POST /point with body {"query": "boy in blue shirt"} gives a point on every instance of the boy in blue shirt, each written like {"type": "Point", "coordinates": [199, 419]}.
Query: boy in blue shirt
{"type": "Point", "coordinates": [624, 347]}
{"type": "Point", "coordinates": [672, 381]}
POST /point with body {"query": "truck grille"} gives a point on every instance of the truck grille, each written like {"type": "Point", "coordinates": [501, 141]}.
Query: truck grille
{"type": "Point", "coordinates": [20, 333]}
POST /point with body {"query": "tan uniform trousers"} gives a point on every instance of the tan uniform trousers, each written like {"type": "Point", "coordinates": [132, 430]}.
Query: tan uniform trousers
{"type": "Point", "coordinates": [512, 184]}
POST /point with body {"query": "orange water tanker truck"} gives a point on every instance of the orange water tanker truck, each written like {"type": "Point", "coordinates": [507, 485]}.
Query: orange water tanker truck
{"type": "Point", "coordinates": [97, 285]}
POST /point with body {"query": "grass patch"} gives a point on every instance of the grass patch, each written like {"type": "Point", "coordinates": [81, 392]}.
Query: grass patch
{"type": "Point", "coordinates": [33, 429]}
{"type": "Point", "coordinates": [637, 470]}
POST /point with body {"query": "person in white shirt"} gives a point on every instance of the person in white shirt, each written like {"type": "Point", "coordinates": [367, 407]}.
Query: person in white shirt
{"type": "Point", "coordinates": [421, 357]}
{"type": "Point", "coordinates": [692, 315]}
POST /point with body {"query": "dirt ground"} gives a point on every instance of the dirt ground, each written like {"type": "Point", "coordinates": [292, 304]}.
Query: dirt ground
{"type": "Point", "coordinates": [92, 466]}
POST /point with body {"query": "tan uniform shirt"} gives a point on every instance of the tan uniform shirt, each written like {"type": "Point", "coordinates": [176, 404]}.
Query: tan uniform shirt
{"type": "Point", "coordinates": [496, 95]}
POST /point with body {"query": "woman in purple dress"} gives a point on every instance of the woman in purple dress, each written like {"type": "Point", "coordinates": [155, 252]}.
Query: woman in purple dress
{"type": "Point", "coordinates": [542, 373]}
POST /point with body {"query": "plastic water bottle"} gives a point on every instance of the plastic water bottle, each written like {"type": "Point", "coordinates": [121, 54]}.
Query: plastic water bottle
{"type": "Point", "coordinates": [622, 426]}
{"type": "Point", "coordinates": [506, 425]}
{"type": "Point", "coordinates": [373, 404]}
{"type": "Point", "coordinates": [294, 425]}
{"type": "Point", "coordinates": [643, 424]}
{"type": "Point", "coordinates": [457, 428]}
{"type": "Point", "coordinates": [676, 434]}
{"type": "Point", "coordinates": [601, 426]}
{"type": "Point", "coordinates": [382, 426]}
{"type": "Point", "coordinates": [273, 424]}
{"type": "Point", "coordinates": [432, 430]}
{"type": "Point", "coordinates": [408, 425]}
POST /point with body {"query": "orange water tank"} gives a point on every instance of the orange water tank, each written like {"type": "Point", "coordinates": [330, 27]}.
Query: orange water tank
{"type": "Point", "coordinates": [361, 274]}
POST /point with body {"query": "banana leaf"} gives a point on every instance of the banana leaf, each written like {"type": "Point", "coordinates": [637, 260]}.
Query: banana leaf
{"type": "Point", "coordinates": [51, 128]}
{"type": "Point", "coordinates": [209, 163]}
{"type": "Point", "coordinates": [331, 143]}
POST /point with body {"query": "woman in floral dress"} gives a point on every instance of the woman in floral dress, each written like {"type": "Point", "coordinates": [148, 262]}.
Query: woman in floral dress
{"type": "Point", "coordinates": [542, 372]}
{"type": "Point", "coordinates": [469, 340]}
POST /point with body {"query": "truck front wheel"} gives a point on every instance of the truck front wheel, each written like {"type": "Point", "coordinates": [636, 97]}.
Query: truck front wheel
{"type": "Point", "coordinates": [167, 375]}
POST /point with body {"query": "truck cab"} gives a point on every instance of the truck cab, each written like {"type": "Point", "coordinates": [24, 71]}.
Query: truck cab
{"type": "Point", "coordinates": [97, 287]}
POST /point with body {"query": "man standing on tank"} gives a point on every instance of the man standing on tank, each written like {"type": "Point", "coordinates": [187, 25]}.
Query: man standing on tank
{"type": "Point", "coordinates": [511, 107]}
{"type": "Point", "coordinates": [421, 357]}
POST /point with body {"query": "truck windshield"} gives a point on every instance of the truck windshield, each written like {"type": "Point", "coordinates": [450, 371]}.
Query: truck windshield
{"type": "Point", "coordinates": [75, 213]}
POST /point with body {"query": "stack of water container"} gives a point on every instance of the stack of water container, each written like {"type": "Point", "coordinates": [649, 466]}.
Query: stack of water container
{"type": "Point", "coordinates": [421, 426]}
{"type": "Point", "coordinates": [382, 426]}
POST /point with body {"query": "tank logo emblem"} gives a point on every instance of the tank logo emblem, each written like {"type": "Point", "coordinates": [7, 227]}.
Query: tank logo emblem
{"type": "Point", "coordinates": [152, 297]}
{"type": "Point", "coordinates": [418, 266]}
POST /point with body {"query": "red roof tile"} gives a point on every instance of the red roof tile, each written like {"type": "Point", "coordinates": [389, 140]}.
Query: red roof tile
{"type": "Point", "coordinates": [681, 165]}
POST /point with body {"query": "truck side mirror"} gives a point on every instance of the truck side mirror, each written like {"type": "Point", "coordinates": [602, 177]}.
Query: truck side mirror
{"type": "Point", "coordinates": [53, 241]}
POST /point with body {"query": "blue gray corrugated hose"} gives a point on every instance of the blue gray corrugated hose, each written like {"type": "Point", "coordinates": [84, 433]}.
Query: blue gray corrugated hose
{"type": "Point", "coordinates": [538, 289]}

_ _ _ _

§ TASK STATEMENT
Would you return the full set of entries, unchanged in every detail?

§ SOLUTION
POST /point with body {"query": "boy in blue shirt"} gives a point on every instance of the boy in blue shirt, each written like {"type": "Point", "coordinates": [199, 419]}.
Query: boy in blue shirt
{"type": "Point", "coordinates": [624, 347]}
{"type": "Point", "coordinates": [672, 381]}
POST /point with body {"query": "truck grille"} gives a point on every instance of the truck grille, each written like {"type": "Point", "coordinates": [501, 141]}.
Query: truck grille
{"type": "Point", "coordinates": [20, 333]}
POST /point with body {"query": "tan uniform trousers"} gives a point on every instance of the tan uniform trousers, each written like {"type": "Point", "coordinates": [132, 430]}.
Query: tan uniform trousers
{"type": "Point", "coordinates": [512, 184]}
POST /point with body {"query": "orange water tanker truck"} gives a point on every instance of the orange water tanker truck, each written like {"type": "Point", "coordinates": [507, 485]}.
Query: orange water tanker truck
{"type": "Point", "coordinates": [97, 285]}
POST /point with body {"query": "grass patch"} gives a point on every instance of the grass patch, each written like {"type": "Point", "coordinates": [81, 392]}.
Query: grass patch
{"type": "Point", "coordinates": [33, 429]}
{"type": "Point", "coordinates": [637, 470]}
POST /point with body {"query": "person in white shirt"} gives a point on every instance of the person in white shirt, each written like {"type": "Point", "coordinates": [367, 407]}.
Query: person in white shirt
{"type": "Point", "coordinates": [421, 357]}
{"type": "Point", "coordinates": [692, 315]}
POST /point with body {"query": "dirt ground"} gives a point on every instance of the dirt ground, each written like {"type": "Point", "coordinates": [292, 304]}.
Query: dirt ground
{"type": "Point", "coordinates": [92, 466]}
POST /point with body {"query": "tan uniform shirt"} gives a point on every instance of the tan uniform shirt, each written like {"type": "Point", "coordinates": [176, 404]}.
Query: tan uniform shirt
{"type": "Point", "coordinates": [496, 95]}
POST /point with body {"query": "woman in purple dress"} gives a point on every instance of the woman in purple dress, each written like {"type": "Point", "coordinates": [155, 252]}.
Query: woman in purple dress
{"type": "Point", "coordinates": [542, 373]}
POST /point with body {"query": "plastic water bottle"} gives a point on every instance of the plastic water bottle, each written like {"type": "Point", "coordinates": [121, 54]}.
Query: plastic water bottle
{"type": "Point", "coordinates": [622, 426]}
{"type": "Point", "coordinates": [506, 425]}
{"type": "Point", "coordinates": [373, 404]}
{"type": "Point", "coordinates": [294, 425]}
{"type": "Point", "coordinates": [643, 424]}
{"type": "Point", "coordinates": [457, 428]}
{"type": "Point", "coordinates": [676, 434]}
{"type": "Point", "coordinates": [601, 426]}
{"type": "Point", "coordinates": [382, 426]}
{"type": "Point", "coordinates": [273, 424]}
{"type": "Point", "coordinates": [432, 430]}
{"type": "Point", "coordinates": [408, 425]}
POST /point with body {"query": "orange water tank"} gives a point on every instance of the orange water tank, each written like {"type": "Point", "coordinates": [330, 27]}.
Query: orange water tank
{"type": "Point", "coordinates": [361, 274]}
POST /point with body {"query": "banana leaf"} gives a point on every instance of the banana leaf, each written like {"type": "Point", "coordinates": [637, 260]}.
Query: banana leaf
{"type": "Point", "coordinates": [51, 128]}
{"type": "Point", "coordinates": [209, 163]}
{"type": "Point", "coordinates": [331, 143]}
POST /point with body {"query": "woman in floral dress"} gives a point on every instance of the woman in floral dress, each written like {"type": "Point", "coordinates": [148, 262]}.
Query: woman in floral dress
{"type": "Point", "coordinates": [542, 372]}
{"type": "Point", "coordinates": [469, 340]}
POST /point with body {"query": "truck front wheel"} gives a point on every instance of the truck front wheel, each written like {"type": "Point", "coordinates": [636, 97]}.
Query: truck front wheel
{"type": "Point", "coordinates": [167, 375]}
POST /point with body {"query": "truck cab"} gives a point on every instance of the truck cab, each written like {"type": "Point", "coordinates": [24, 71]}.
Query: truck cab
{"type": "Point", "coordinates": [97, 287]}
POST /point with body {"query": "man standing on tank"} gives a point on every instance of the man standing on tank, each written like {"type": "Point", "coordinates": [187, 25]}.
Query: man standing on tank
{"type": "Point", "coordinates": [511, 107]}
{"type": "Point", "coordinates": [421, 357]}
POST /point with body {"query": "truck windshield"} gives a point on every instance of the truck windshield, each written like {"type": "Point", "coordinates": [450, 371]}.
Query: truck windshield
{"type": "Point", "coordinates": [75, 213]}
POST /point with body {"query": "stack of water container"} gives a point on every instance of the stack of water container, each written like {"type": "Point", "coordinates": [649, 466]}.
Query: stack of water container
{"type": "Point", "coordinates": [421, 426]}
{"type": "Point", "coordinates": [382, 426]}
POST /point with body {"query": "tank logo emblem"} gives a point on every instance of the tank logo emblem, each written like {"type": "Point", "coordinates": [7, 227]}.
Query: tank logo emblem
{"type": "Point", "coordinates": [152, 297]}
{"type": "Point", "coordinates": [418, 266]}
POST /point with body {"query": "red roof tile"} gives a point on every instance of the red roof tile, each written like {"type": "Point", "coordinates": [389, 140]}.
Query: red roof tile
{"type": "Point", "coordinates": [681, 165]}
POST /point with body {"query": "truck side mirror"} gives a point on every instance of the truck side mirror, each written like {"type": "Point", "coordinates": [602, 177]}.
Query: truck side mirror
{"type": "Point", "coordinates": [53, 241]}
POST /point with body {"query": "blue gray corrugated hose"} gives a point on every instance of the blue gray corrugated hose, each written like {"type": "Point", "coordinates": [84, 433]}.
Query: blue gray corrugated hose
{"type": "Point", "coordinates": [538, 289]}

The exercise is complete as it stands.